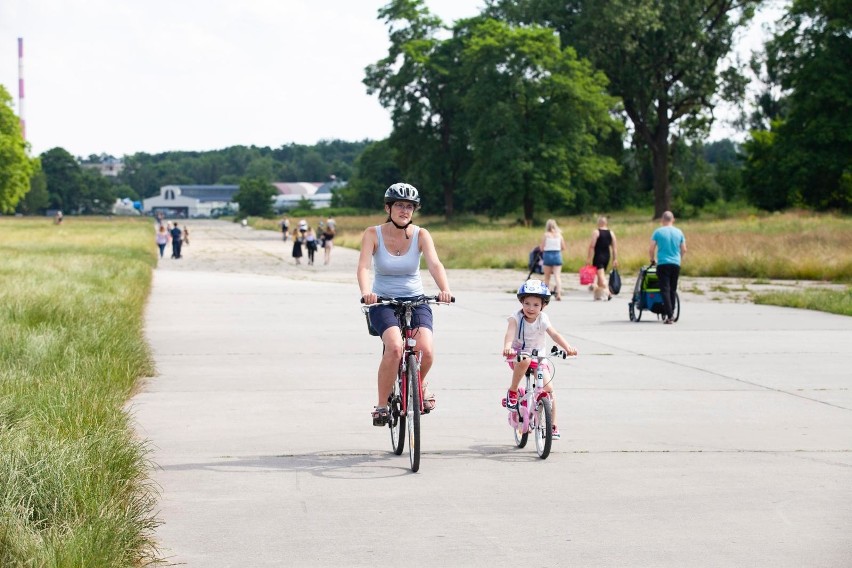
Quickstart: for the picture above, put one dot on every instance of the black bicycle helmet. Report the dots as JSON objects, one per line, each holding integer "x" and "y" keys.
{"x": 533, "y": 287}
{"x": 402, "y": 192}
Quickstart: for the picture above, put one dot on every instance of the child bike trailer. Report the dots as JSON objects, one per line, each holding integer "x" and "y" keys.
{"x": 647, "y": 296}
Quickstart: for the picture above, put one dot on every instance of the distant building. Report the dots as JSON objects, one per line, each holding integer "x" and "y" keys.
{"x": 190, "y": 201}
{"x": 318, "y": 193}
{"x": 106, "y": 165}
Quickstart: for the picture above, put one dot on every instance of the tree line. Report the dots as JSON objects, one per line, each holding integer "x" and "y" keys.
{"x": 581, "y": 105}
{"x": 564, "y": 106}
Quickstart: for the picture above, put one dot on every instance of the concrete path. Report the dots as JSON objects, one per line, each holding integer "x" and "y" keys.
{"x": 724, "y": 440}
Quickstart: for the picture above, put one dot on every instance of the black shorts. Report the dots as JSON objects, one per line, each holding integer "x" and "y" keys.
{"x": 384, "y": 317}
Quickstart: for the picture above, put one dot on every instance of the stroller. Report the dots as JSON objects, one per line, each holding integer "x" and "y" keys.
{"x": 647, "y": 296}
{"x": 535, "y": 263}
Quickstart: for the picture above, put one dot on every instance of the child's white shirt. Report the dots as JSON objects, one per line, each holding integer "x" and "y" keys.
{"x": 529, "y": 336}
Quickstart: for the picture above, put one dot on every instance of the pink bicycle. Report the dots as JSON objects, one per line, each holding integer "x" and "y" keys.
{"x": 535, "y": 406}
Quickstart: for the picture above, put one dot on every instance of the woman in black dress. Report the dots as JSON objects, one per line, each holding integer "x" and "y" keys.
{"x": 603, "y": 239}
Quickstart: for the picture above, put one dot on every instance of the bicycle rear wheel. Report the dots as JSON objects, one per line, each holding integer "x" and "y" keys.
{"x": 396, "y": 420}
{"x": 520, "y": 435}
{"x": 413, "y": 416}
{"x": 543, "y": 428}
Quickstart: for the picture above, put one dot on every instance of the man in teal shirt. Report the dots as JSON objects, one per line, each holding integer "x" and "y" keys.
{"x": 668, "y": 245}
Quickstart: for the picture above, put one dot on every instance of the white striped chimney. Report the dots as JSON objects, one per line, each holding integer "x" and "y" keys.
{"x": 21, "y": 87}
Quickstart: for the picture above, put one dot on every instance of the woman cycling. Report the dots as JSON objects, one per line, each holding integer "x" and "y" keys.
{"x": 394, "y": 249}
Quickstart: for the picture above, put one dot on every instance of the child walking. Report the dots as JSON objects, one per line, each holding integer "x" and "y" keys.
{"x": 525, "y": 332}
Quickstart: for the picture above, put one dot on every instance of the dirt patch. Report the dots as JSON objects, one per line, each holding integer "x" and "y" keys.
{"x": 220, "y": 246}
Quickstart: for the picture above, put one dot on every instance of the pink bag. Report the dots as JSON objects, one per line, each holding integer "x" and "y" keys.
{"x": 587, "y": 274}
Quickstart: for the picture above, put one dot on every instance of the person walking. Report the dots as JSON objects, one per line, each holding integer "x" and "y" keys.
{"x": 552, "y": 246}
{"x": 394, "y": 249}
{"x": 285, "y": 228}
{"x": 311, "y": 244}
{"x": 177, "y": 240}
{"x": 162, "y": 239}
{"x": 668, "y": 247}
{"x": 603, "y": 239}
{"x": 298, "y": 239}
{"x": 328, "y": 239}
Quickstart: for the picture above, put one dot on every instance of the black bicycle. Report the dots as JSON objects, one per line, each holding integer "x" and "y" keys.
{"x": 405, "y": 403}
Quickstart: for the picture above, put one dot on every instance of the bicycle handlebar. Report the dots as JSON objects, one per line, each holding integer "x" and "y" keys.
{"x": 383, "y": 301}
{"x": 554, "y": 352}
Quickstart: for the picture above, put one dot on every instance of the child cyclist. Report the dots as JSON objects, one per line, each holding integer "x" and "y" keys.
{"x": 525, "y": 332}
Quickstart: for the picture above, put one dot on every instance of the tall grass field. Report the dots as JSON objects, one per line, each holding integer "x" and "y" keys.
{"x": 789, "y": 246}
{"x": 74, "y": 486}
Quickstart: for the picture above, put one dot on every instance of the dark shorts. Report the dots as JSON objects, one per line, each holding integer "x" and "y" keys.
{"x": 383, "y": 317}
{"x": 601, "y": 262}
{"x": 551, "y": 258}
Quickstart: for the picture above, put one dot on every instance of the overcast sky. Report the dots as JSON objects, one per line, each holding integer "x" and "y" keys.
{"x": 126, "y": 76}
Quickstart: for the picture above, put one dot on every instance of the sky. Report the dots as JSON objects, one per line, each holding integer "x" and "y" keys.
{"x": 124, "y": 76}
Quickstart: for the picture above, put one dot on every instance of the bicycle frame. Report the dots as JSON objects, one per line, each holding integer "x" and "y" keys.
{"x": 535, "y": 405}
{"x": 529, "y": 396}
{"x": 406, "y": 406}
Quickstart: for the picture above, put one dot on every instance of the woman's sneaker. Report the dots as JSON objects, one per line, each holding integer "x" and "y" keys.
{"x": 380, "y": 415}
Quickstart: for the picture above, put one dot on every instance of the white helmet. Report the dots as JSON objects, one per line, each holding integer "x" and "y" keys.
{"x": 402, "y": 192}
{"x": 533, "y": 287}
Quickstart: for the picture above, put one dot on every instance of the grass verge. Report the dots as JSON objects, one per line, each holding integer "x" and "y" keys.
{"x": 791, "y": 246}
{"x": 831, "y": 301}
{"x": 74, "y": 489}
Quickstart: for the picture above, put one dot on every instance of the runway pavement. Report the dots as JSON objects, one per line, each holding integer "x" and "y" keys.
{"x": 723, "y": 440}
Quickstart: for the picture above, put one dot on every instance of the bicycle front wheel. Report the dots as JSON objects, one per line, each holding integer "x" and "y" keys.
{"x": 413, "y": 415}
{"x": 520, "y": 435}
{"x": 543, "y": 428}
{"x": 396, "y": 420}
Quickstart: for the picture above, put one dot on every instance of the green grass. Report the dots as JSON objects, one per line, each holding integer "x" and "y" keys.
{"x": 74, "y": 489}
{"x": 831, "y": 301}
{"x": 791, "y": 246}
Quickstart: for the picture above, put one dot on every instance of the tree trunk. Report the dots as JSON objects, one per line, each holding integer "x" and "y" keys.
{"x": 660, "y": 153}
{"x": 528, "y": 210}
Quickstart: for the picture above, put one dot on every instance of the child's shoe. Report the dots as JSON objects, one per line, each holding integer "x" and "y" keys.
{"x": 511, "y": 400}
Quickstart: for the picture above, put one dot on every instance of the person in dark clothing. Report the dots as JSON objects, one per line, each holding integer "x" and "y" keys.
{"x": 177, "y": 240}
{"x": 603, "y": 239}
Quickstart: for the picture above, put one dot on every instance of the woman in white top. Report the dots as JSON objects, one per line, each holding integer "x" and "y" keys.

☆ ☆ ☆ ☆ ☆ ☆ ☆

Images must not appear in the copy; reproduce everything else in the records verbatim.

Quickstart: for the picture above, put one dot on every instance of the black bicycle helmet. Report the dots as JSON objects, one per line, each holding integer "x" and "y" keys.
{"x": 533, "y": 287}
{"x": 402, "y": 192}
Quickstart: for the picture above, put one dot on every instance of the child bike trailer. Report the dots as JSON objects, one per line, each holding integer "x" and "y" keys.
{"x": 647, "y": 296}
Quickstart: for the picture above, put one dot on every instance of the distant building. Report the dots as JSON objects, one per line, each holding integer "x" and "y" keys.
{"x": 190, "y": 201}
{"x": 318, "y": 193}
{"x": 106, "y": 165}
Quickstart: for the picture above, put one dot on every instance of the tree line. Report the dots as JSON objects, one per line, each holding integer "x" and "y" keys.
{"x": 581, "y": 105}
{"x": 564, "y": 106}
Quickstart: for the picture above, put one dot on every instance of the concrete path. Report the dots as JSON objects, one per line, each holding integer "x" and "y" keys.
{"x": 724, "y": 440}
Quickstart: for the picture above, put one dot on every instance of the black shorts. Report the dots as JSON objects, one per line, each holding integer "x" and "y" keys.
{"x": 384, "y": 317}
Quickstart: for the picture above, put one dot on every instance of the stroller. Report the dots as JSON objects, one per line, each holding integer "x" and "y" keys.
{"x": 647, "y": 296}
{"x": 535, "y": 263}
Quickstart: for the picture above, put one dot on every instance of the child's white shirt. Report the dots as JSON objects, one per line, each holding integer "x" and "y" keys.
{"x": 529, "y": 336}
Quickstart: for the picture above, put one dot on every instance of the pink bicycle. Report the dots as JSON objects, one per line, each holding integer "x" and "y" keys.
{"x": 535, "y": 406}
Quickstart: for the picture above, put one dot on every instance of the woman in black dress. Report the dots as JSON objects, one per line, each holding integer "x" and "y" keys.
{"x": 603, "y": 239}
Quickstart: for the picture above, put one dot on every instance of the bicycle rear wheel. Report the dots as JSON objects, one per line, each holding integer "x" and "y" keys.
{"x": 396, "y": 420}
{"x": 520, "y": 435}
{"x": 413, "y": 416}
{"x": 543, "y": 428}
Quickstart: for the picture above, put one dot on every instance of the man in teal shirt. Report the dots as JSON objects, one per line, each holding integer "x" and "y" keys.
{"x": 668, "y": 245}
Quickstart: for the picture above, put one dot on every instance of the white striped chimney. Report the dots as JSON objects, one per line, each holding integer "x" and "y" keys.
{"x": 21, "y": 87}
Quickstart: for the picture above, put one dot on every instance of the woman cycling. Report the dots as JSON objects, one per line, each holding integer "x" and "y" keys.
{"x": 394, "y": 249}
Quickstart: for the picture above, put one dot on every instance of the child walking. Report the dots as JSON objects, one per line, each holding integer "x" and "y" keys.
{"x": 525, "y": 332}
Quickstart: for the picture above, put one dot on every instance of the dirt patch. Report the dots as JSON objects, one per line, each holding integer "x" and "y" keys.
{"x": 220, "y": 246}
Quickstart: for the picture above, put one dot on every instance of the pink bag. Report the dots as JSON objects, one per line, each holding integer "x" and "y" keys.
{"x": 587, "y": 274}
Quickstart: for the picture above, put one dot on every instance of the person walking. Report the dots as JSON objects, one per line, each holding integer "x" and "y" keys.
{"x": 552, "y": 246}
{"x": 394, "y": 249}
{"x": 285, "y": 228}
{"x": 311, "y": 244}
{"x": 177, "y": 240}
{"x": 162, "y": 239}
{"x": 668, "y": 247}
{"x": 603, "y": 239}
{"x": 298, "y": 239}
{"x": 328, "y": 239}
Quickstart: for the picture above, put one dot on every instance of the black bicycle. Report the dots as JSON objects, one per line, each holding integer "x" and "y" keys.
{"x": 405, "y": 403}
Quickstart: for the picture above, put one dot on every instance of the bicycle handlebar. Report the dots as JSON objects, one per line, each holding integer "x" and "y" keys.
{"x": 383, "y": 301}
{"x": 554, "y": 352}
Quickstart: for the picture above, put one dot on every instance of the child cyclist. Report the dots as JSON objects, one per line, each holding integer "x" and "y" keys.
{"x": 525, "y": 332}
Quickstart: for the picture above, put one dot on every instance of the tall grass field. Report the dots as JSON objects, one per line, each holding integer "x" and "y" keys.
{"x": 789, "y": 246}
{"x": 74, "y": 486}
Quickstart: for the picture above, put one dot on every instance of the dark shorts. Report the dots as JSON objects, one per line, each holding integer "x" and "y" keys.
{"x": 383, "y": 317}
{"x": 601, "y": 262}
{"x": 551, "y": 258}
Quickstart: for the picture above, put one dot on every instance of the overcast sky. Report the dots as JSON objects, one per line, each holding integer "x" and "y" keys.
{"x": 126, "y": 76}
Quickstart: for the picture above, put one dot on every instance of the sky. Report the dots as JSON objects, one per line, each holding integer "x" and "y" keys.
{"x": 124, "y": 76}
Quickstart: for the picture above, put one dot on every instance of the bicycle frame. Report the dots as JSON objects, one per line, each holding integer "x" and "y" keys.
{"x": 535, "y": 405}
{"x": 529, "y": 396}
{"x": 406, "y": 406}
Quickstart: for the picture above, put one dot on every instance of the woman's sneaker. Report the dots as JSON objects, one per line, each holding integer "x" and "y" keys.
{"x": 380, "y": 415}
Quickstart: for the picture above, put one dot on every instance of the white helmet. Report the dots as JSON objects, one per line, each holding integer "x" and "y" keys.
{"x": 402, "y": 192}
{"x": 533, "y": 287}
Quickstart: for the picture above, put one dot on every instance of the grass verge. Report the dots as JSON objects, one per line, each holding integer "x" and "y" keys.
{"x": 791, "y": 246}
{"x": 831, "y": 301}
{"x": 74, "y": 489}
Quickstart: for the picture above, put one dot on every instance of the runway pavement. Report the dots as JSON objects, one per line, each holding integer "x" and "y" keys.
{"x": 723, "y": 440}
Quickstart: for the picture above, put one dot on every instance of the bicycle front wheel. Report the dots as JSON objects, one per line, each holding integer "x" and "y" keys.
{"x": 413, "y": 415}
{"x": 520, "y": 435}
{"x": 543, "y": 428}
{"x": 396, "y": 420}
Quickstart: for the picture above, put one dot on every instance of the green grass. Report the dots as JSON objects, one per line, each holding integer "x" and "y" keys.
{"x": 74, "y": 489}
{"x": 831, "y": 301}
{"x": 791, "y": 246}
Quickstart: for the picture above, put one dot on every instance of the tree trunk. Report the dots as JSON objects, one per line, each holding integer "x" and "y" keys.
{"x": 660, "y": 153}
{"x": 528, "y": 210}
Quickstart: for the picture above, put one dot on every instance of the child's shoe. Report the dots as JSON objects, one per line, each holding integer "x" and "y" keys.
{"x": 511, "y": 400}
Quickstart: for the picture above, put one dot on every instance of the person in dark clothing. Report the dots as JSON objects, one per line, each holding integer "x" and "y" keys.
{"x": 177, "y": 240}
{"x": 603, "y": 239}
Quickstart: for the picture above, put one dot on every instance of the woman in white top. Report the dots as JSON objects, one per line, each holding integer "x" and "y" keys.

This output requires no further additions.